Turn every line of the records below into a Markdown table with a Row column for the line's number and a Text column for the line itself, skipping blank lines. Leave the pictures out of the table.

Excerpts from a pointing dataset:

>> start

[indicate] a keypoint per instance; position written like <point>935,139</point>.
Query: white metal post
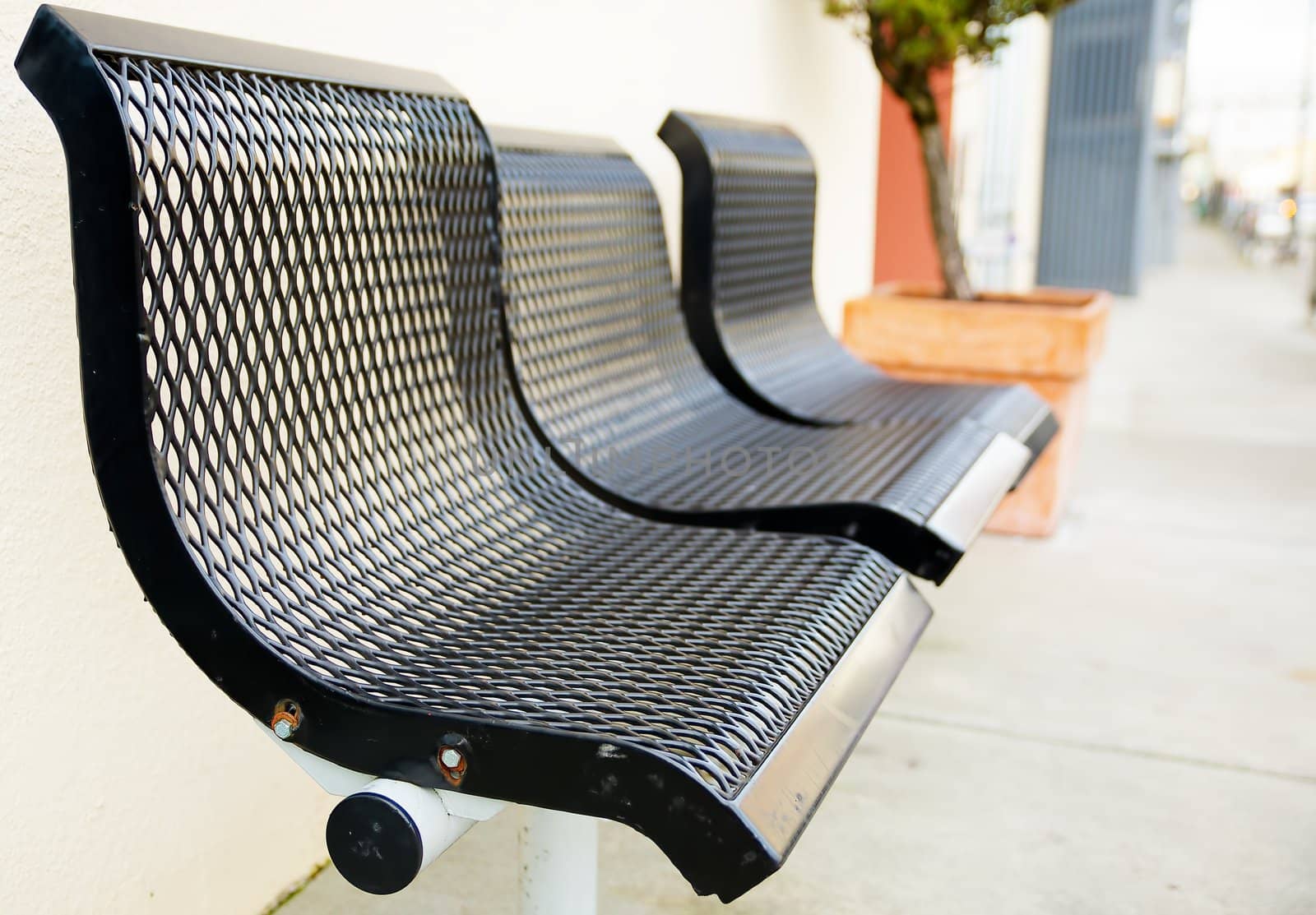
<point>559,864</point>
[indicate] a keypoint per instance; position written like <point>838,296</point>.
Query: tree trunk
<point>940,200</point>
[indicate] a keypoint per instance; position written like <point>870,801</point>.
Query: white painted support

>> end

§ Written reply
| Row | Text |
|---|---|
| 1 | [indicate] a keypoint per instance; position written like <point>935,139</point>. |
| 2 | Query: white metal post |
| 3 | <point>559,864</point> |
| 4 | [indicate] a keypoint per instance; position written like <point>838,296</point>. |
| 5 | Query: tree trunk |
| 6 | <point>940,200</point> |
| 7 | [indicate] a keypoint per instance; position written like <point>870,801</point>. |
| 8 | Query: white painted support |